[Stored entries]
☆ ☆ ☆ ☆

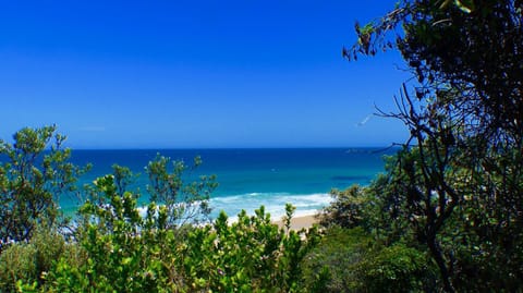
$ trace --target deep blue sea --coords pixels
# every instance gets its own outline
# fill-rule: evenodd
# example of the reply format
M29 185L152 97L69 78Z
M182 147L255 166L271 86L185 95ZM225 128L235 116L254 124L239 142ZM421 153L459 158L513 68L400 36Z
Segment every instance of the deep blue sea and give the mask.
M296 207L296 216L312 215L329 204L332 188L368 184L384 171L382 157L392 152L377 148L73 150L72 160L93 164L81 179L82 185L111 173L113 163L142 173L133 188L139 187L145 206L149 195L144 170L149 160L160 154L192 163L199 156L203 164L188 179L217 175L219 187L210 199L215 217L220 210L232 218L242 209L254 213L264 205L273 219L279 219L285 203ZM65 211L75 208L68 198L61 206Z

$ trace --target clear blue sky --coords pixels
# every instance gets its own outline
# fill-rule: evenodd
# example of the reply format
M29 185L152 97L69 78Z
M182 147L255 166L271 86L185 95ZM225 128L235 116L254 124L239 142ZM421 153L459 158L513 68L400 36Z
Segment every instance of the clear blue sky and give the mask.
M396 1L2 1L0 137L74 148L387 146L398 52L348 62ZM361 123L366 122L366 123Z

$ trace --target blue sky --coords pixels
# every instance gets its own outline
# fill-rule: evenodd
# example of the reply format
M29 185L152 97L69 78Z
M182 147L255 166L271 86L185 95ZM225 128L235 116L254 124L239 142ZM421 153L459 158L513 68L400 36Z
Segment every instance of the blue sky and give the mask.
M56 123L74 148L403 142L396 51L348 62L394 1L3 1L0 137ZM365 123L361 123L365 122Z

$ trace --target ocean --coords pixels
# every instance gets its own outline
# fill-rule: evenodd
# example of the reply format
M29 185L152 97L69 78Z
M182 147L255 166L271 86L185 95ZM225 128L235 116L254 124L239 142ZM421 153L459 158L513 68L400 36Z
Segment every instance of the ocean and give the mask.
M210 198L212 217L220 210L231 218L242 209L252 215L263 205L272 219L280 219L287 203L296 207L295 216L314 215L330 203L332 188L369 184L384 171L382 157L392 152L377 148L73 150L72 161L93 164L80 185L111 173L113 163L141 173L132 188L139 188L139 204L146 206L148 161L160 154L191 164L199 156L203 164L187 180L203 174L217 176L219 186ZM61 207L71 212L77 208L77 202L63 197Z

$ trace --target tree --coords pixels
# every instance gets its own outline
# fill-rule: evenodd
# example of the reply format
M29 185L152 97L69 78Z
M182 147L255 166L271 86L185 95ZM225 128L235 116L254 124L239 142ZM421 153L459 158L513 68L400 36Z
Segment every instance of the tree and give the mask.
M388 182L448 292L522 285L522 10L519 0L401 1L356 24L358 42L343 50L396 47L416 77L399 111L381 112L411 132Z
M0 139L0 251L26 242L37 225L60 219L60 196L74 192L86 171L70 161L65 136L56 126L23 129L14 144Z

☆ ☆ ☆ ☆

— What you have to do —
Repeat the lines of the material starting at the line containing "tree --coords pixels" and ending at the end of the material, changing "outline" to "contour" and leaving everything else unchanged.

— Solution to this exercise —
$ trace --target tree --coords pixels
# every instance gets its own contour
# fill-rule: evenodd
# example of the reply format
M29 185L152 97L69 78Z
M182 147L255 166L271 86L185 95ZM225 128L235 116L254 124L239 142ZM421 153L459 158L513 68L400 36Z
Segment every instance of the tree and give the mask.
M388 182L448 292L522 285L522 10L519 0L401 1L356 24L358 42L343 50L396 47L416 77L399 111L381 112L411 132Z
M0 139L0 251L26 242L37 225L60 219L60 196L74 192L86 171L70 161L65 136L56 126L23 129L14 144Z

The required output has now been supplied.